◆ **TEXTE SOURCE**:

Ce jour-là, la militante a été ceinturée puis menottée par des policiers pour violation de propriété privée, près du village de Dique Chico, dans les plaines fertiles de la Pampa, où le conflit est quotidien entre habitants préoccupés par les effets du produit sur la santé et l'environnement, et les producteurs agricoles, pour qui le produit créé par Monsanto est indispensable à leurs cultures OGM.

Pour l'organisation mondiale de la santé (OMS), le glyphosate est probablement cancérigène.

En Argentine, le soja OGM s'est considérablement répandu dans les années 1990, gagnant du terrain sur l'élevage bovin traditionnel, le rendement à l'hectare étant plus avantageux.

Aujourd'hui, il y a 18 millions d'hectares de soja, qui donnent une production de 35,8 millions de tonnes, situant l'Argentine comme 3e producteur mondial, derrière les Etats-Unis et le Brésil. Des millions de litres de glyphosate sont déversés dans les terres cultivables.

Le premier procès aux Etats-Unis autour de possibles effets cancérigènes du Round Up, l'herbicide controversé de Monsanto contenant du glyphosate, doit débuter lundi à San Francisco.

- Pas de législation nationale -

Sans législation nationale, les maires ont émis des arrêtés municipaux pour encadrer la fumigation, sous la pression de leurs administrés. Ces règles sont généralement contestées par les producteurs, ce qui accentue le conflit.

"D'un côté, il y a des droits constitutionnels, comme le droit à exercer une activité licite, que les producteurs invoquent normalement. Mais, de l'autre côté, il y a le droit à la vie dans un environnement sain", fait remarquer Dario Avila, un avocat spécialisé en matière d'environnement.

"En matière de produits toxiques agricoles en Argentine, il n'y a pas de loi nationale qui s'applique à tout le territoire. Les normatives sont le privilège des gouvernements provinciaux", souligne-t-il.

"Moi je suis entrée dans une propriété privée pour empêcher la fumigation qui entre sans permission dans les logements. Eux, ils peuvent entrer dans nos maisons sans autorisation, et nous, on doit leur demander la permission pour qu'ils ne nous tuent pas", dénonce Mme Gatica.

"Leur fumigation pénètre dans ma maison, dans mon jardin potager, le sol de mon potager s’appauvrit, cela pollue et mes enfants meurent", insiste Sofia Gatica, qui habite un village voisin de Dique Chico, Anisacate.

Elle a perdu sa fille de trois mois, née avec des malformations.

Selon le médecin Medardo Avila, du Réseau des médecins des villages fumigés, le nombre de cancer et de malformations à la naissance a augmenté dans les populations rurales, depuis que l'utilisation du glyphosate s'est développé.

- "Eco-terroristes" -

"Nous médecin, nous observons une évolution des maladies. On meurt principalement de cancer, depuis que la fumigation et l'utilisation de produits agricoles toxiques s'est développée de manière massive".

"C'est très clair, on détecte dans les populations agricoles d'Argentine, trois fois plus de cancers que dans les villes", observe le Dr Avila.

En plus, dit-il, sur 100 naissances en zone rurale, 6 enfants naissent avec des malformations, contre 2% dans en zone urbaine.

◆ **SEGMENT DE DONNÉES**:
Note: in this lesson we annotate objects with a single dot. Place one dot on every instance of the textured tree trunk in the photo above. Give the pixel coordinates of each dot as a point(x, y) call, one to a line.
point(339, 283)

◆ **TRAVAIL DEMANDÉ**:
- 1) Résumez en deux phrases le texte sur le glyphosate.
- 2) Recopiez le passage du texte sur le glyphosate qui va de « Ce jour-là, la » jusqu'à « leurs cultures OGM. » inclus.
La liste ci-dessus provient d'une autre source que le texte sur le glyphosate.

◆ **RÉSULTATS DE L'EXERCICE**:
- 1) En Argentine, troisième producteur mondial de soja, des millions de litres de glyphosate sont déversés sur les terres cultivables, et faute de loi nationale, les maires encadrent la fumigation par des arrêtés généralement contestés par les producteurs. Des habitants comme Sofia Gatica dénoncent les effets du produit sur la santé, et selon le Dr Medardo Avila, les cancers et les malformations à la naissance ont augmenté dans les populations rurales depuis l'essor de son utilisation.

- 2)
Ce jour-là, la militante a été ceinturée puis menottée par des policiers pour violation de propriété privée, près du village de Dique Chico, dans les plaines fertiles de la Pampa, où le conflit est quotidien entre habitants préoccupés par les effets du produit sur la santé et l'environnement, et les producteurs agricoles, pour qui le produit créé par Monsanto est indispensable à leurs cultures OGM.